Rewrite the lines below, putting "enclosing rectangle" in place of "bounding box" wherever it occurs and leaving everything else untouched.
————————
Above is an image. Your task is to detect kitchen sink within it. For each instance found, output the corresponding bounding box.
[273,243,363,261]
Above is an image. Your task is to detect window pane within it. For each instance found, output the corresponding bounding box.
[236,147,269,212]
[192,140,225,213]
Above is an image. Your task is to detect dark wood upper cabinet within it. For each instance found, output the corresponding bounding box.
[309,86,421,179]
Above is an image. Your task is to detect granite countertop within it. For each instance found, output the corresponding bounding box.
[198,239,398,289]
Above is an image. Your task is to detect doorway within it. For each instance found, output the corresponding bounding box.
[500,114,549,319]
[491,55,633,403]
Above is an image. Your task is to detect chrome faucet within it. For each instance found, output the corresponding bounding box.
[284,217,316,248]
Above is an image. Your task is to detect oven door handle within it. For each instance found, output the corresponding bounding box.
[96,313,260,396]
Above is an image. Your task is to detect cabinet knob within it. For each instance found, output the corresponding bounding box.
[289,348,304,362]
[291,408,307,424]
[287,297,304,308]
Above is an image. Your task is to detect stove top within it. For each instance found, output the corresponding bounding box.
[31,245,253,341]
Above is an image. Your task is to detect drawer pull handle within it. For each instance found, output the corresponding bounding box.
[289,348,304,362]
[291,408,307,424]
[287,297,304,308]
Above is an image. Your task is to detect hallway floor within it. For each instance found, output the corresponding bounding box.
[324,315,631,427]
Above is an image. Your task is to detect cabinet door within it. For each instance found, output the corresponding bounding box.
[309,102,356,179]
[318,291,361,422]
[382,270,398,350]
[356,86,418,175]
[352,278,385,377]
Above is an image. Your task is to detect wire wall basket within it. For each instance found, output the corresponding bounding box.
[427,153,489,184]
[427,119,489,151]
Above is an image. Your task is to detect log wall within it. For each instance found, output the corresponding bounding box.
————————
◆ **WRITTEN SOLUTION**
Above is an image. Your task is to detect kitchen sink within it. For each instance found, output the corresponding enclosing rectangle.
[273,243,363,261]
Above is an image. Your task is to detect window pane within it. For each instance found, output the corresponding enclosing rectangle.
[236,147,269,212]
[192,140,225,213]
Above is an image. Your task is to detect dark wood upper cabinet within it. For each instance found, output the corresponding enclosing rectangle.
[309,86,421,179]
Above is an image. Your task is to detect granite countertop within it. For each instance found, output the corresponding enclosing rectangle.
[198,239,398,289]
Above is an image. Your task is to detect doorway within it. For each instance found, output the corresponding enclosing rectangle.
[500,114,549,319]
[491,55,633,403]
Above is an image. Your task is to detect chrome faucet within it. For each instance found, output the corresponding enclosing rectangle.
[284,217,316,248]
Above is an image. Your task is to detect oven door handle within it. For each instance found, output the corresponding enclosing rectangle.
[96,313,260,396]
Above is an image. Your task is to detect cabinet knob within it. For each instance found, output the corresponding enclosing rectangle.
[289,348,304,362]
[291,408,307,424]
[287,297,304,308]
Above is an image. Your task is to detect stove top within it. For each instance found, output the corresponding enclosing rectangle.
[31,245,253,341]
Above is an image. Your task is to detect drawer pull handle within it. For each instance found, output the corresponding enclosing rectangle.
[289,348,304,362]
[291,408,307,424]
[287,297,304,308]
Above is an image. Your task is to detect hallway floor within it. For each instance found, output the corresponding enclosing rectangle.
[324,315,631,427]
Above is an image. Your task is to detect cabinet door within it. For each instance found, output the corresponding enclosing rectangle.
[309,102,356,179]
[318,291,361,422]
[382,270,398,350]
[356,86,418,175]
[352,278,385,377]
Above is an image. Your task is to detect wire wall basket within it. For each instance found, output the corresponding enclosing rectangle.
[427,153,489,184]
[427,119,489,151]
Above is an image. Your task is to detect log wall within it. For each instance found, output the corresponding enclosing rectangle.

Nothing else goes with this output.